> **Instruction**
Rescale the part of the records that opens with their first line and closes with the line containing "[4,437,952,903]", both ends included. Write out every line again, requests included, with each coordinate in the answers multiplied by 2.45 and rounded to a whole number, halves rounded up.

══ Provided records

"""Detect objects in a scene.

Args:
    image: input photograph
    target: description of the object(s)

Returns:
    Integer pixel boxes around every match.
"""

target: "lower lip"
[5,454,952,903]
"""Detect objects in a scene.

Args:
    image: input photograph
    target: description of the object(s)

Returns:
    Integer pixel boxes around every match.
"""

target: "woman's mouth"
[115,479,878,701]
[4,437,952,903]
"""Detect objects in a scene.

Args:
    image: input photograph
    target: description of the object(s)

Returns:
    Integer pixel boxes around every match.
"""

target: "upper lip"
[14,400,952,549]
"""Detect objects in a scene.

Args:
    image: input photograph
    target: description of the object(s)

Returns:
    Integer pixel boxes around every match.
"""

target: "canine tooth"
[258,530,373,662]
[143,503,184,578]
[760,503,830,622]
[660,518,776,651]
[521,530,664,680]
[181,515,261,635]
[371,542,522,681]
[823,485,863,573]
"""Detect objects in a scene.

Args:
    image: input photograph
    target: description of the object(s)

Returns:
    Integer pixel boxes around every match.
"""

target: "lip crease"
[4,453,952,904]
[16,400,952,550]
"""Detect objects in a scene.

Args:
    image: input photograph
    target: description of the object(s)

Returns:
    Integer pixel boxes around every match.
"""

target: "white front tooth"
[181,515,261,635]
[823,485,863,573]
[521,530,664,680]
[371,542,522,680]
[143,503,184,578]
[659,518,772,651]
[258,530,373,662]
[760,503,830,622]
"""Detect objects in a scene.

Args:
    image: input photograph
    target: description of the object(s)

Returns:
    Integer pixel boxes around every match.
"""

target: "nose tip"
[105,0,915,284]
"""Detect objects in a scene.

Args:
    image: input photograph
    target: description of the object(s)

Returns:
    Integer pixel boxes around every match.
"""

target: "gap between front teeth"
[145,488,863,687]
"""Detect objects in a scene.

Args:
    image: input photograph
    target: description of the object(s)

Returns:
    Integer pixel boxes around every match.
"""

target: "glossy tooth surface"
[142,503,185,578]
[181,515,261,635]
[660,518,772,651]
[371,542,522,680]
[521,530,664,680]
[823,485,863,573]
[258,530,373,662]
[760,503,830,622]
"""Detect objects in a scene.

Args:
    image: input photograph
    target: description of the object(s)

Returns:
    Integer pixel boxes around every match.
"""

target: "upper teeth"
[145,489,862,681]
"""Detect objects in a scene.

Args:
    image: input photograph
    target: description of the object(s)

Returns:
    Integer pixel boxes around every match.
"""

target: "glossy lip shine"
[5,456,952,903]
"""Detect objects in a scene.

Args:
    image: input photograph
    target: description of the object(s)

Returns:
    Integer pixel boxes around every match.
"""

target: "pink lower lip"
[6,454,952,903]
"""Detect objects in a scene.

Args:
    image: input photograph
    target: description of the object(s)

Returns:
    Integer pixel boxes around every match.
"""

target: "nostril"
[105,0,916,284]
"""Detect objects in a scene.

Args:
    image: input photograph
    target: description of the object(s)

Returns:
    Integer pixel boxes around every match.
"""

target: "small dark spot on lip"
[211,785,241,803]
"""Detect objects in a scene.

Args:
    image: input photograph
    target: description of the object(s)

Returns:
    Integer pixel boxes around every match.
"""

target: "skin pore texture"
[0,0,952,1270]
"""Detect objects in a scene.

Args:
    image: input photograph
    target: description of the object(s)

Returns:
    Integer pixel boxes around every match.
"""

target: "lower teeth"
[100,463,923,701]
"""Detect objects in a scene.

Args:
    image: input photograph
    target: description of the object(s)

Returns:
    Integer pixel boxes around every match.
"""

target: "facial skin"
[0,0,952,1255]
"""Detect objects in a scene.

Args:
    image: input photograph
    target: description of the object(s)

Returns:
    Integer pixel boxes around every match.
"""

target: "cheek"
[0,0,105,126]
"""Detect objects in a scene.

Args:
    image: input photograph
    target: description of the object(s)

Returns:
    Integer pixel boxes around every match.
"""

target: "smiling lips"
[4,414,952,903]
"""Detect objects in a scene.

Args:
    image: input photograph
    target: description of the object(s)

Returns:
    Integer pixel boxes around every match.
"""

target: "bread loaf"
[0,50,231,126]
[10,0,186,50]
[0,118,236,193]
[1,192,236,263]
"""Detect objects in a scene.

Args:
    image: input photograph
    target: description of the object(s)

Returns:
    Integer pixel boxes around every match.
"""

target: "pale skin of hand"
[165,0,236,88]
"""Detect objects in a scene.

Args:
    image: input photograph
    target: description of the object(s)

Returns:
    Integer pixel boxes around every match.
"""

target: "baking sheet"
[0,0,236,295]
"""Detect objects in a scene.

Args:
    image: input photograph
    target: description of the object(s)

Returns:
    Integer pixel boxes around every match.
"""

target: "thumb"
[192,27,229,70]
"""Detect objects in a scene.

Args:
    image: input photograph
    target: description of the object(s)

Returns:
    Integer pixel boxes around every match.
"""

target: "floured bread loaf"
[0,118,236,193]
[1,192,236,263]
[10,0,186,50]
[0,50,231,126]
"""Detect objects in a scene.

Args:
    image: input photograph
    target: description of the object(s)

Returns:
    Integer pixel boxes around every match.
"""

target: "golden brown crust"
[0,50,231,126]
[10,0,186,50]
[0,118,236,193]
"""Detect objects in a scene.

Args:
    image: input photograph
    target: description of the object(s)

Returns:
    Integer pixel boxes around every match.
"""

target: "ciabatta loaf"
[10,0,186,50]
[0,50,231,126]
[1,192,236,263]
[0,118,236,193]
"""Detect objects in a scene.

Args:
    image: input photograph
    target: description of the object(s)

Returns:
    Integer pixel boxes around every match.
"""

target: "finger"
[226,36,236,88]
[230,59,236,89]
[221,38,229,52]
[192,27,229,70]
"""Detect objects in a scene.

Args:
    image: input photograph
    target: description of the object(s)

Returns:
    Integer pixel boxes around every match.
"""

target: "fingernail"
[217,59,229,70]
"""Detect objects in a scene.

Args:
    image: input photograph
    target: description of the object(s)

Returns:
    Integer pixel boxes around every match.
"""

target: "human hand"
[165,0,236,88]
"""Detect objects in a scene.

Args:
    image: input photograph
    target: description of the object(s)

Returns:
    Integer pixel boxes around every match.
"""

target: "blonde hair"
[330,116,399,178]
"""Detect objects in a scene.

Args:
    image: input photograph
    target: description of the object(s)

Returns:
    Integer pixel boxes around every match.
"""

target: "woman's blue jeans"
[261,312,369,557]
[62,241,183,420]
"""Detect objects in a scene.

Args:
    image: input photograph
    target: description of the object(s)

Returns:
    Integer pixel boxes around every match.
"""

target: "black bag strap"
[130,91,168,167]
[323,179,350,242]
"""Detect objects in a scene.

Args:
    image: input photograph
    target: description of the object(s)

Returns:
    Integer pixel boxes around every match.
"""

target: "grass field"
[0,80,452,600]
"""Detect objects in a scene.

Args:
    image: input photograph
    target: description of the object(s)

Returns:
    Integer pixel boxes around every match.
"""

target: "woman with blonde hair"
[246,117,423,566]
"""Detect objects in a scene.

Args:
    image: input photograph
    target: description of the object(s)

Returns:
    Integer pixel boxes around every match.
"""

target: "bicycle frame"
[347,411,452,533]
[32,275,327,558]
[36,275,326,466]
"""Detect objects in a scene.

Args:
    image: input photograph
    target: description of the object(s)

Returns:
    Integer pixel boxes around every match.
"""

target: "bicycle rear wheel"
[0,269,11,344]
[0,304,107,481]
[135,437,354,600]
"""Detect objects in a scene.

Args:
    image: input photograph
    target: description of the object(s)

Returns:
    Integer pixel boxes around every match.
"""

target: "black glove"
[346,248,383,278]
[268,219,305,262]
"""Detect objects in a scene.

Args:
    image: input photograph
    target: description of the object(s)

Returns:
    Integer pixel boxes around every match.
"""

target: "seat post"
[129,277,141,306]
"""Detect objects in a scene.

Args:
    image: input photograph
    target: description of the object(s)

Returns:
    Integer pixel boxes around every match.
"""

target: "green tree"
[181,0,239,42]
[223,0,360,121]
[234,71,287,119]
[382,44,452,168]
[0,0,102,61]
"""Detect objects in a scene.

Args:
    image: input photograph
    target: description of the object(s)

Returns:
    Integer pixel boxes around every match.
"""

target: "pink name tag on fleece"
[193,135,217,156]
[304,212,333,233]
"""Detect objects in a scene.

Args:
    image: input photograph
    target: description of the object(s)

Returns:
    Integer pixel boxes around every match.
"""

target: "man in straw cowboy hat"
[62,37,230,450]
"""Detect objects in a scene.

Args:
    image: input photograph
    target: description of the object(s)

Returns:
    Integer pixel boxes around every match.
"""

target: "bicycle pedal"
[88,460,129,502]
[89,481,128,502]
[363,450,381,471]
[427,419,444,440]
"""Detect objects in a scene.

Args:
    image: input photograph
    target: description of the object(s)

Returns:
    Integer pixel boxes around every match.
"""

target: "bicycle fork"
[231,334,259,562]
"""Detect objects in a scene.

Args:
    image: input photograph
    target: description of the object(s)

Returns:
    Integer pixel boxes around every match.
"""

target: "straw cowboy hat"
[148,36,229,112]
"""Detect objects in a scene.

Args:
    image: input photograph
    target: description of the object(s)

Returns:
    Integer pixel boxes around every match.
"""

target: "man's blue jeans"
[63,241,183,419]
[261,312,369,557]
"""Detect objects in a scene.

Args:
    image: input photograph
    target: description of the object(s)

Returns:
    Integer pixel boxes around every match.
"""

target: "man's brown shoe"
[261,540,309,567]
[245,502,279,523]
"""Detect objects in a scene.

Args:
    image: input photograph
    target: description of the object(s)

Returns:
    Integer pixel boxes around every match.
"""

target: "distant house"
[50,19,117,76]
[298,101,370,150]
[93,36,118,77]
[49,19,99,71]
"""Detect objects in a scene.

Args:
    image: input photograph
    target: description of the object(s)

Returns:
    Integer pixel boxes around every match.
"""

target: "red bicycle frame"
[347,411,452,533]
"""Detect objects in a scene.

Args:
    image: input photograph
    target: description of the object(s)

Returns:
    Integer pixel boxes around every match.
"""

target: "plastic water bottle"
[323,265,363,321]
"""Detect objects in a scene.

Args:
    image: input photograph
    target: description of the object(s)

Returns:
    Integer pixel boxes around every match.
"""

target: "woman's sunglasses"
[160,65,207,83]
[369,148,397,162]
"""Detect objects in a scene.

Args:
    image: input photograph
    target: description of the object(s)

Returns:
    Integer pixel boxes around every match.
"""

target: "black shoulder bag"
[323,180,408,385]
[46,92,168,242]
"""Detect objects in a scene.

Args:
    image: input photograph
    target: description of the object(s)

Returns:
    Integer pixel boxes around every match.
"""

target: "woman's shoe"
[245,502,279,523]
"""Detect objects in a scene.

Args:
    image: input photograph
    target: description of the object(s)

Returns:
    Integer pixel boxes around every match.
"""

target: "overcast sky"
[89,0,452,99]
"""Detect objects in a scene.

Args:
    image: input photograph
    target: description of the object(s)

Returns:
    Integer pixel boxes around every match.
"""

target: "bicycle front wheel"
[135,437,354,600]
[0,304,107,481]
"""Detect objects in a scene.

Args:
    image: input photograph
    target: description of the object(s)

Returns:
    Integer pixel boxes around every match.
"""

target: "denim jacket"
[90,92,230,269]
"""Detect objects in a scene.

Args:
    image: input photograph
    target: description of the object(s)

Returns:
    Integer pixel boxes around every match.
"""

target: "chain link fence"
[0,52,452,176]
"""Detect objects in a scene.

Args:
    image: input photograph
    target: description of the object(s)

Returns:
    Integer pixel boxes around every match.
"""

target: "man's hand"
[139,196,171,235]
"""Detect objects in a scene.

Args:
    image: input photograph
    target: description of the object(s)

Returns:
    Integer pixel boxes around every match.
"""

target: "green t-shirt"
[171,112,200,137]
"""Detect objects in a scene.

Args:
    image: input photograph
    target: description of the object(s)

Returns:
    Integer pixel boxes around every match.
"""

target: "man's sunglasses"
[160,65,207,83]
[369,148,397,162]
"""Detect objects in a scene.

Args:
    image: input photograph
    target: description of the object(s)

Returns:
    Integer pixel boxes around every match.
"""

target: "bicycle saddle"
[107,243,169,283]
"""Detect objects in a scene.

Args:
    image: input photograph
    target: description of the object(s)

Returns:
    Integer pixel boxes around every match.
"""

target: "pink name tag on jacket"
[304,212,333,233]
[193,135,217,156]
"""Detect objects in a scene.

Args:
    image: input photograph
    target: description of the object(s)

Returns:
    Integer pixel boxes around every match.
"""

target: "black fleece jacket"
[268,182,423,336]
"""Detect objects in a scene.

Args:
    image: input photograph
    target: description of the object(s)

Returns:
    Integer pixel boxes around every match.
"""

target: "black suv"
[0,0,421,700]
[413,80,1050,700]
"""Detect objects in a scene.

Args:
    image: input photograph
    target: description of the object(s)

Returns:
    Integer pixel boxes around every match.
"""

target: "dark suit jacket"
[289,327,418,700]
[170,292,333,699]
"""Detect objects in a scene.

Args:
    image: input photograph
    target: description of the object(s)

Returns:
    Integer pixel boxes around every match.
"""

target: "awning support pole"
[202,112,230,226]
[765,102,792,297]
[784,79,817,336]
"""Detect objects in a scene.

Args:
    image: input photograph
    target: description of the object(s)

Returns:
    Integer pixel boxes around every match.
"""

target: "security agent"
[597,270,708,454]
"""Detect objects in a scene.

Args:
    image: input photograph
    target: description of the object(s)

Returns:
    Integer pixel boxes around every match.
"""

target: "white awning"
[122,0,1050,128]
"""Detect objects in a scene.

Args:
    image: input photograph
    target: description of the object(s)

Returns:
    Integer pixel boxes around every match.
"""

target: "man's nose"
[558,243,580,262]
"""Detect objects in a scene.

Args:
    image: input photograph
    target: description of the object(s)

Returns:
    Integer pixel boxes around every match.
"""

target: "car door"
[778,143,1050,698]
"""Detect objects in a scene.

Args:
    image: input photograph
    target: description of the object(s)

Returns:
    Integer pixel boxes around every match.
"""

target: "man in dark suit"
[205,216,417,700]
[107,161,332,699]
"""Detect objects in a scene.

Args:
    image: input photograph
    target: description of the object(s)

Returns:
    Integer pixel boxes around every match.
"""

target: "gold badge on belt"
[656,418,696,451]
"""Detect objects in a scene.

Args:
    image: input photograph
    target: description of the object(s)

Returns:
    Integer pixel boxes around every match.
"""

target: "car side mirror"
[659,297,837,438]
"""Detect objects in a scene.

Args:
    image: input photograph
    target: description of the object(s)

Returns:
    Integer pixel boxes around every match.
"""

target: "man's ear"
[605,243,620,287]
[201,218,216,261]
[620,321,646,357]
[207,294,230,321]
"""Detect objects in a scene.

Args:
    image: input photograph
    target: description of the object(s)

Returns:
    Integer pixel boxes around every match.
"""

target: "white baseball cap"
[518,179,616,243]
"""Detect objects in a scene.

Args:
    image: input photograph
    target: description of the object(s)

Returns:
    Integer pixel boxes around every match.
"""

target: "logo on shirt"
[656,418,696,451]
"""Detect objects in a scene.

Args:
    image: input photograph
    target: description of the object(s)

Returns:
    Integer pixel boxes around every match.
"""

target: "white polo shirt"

════

> **Finished exercise**
"""Detect objects in a scene.

Args:
    image: input photograph
    target: description of the object(s)

Returns:
    Integer pixel boxes around every match.
"""

target: "lower lip"
[12,1112,2332,2212]
"""Detect objects in a scene.

Args:
    image: input photograph
    target: description of the object(s)

Returns:
    Integer pixel boxes around every match.
"""

target: "woman's mouth"
[282,1174,2151,1717]
[10,1071,2332,2212]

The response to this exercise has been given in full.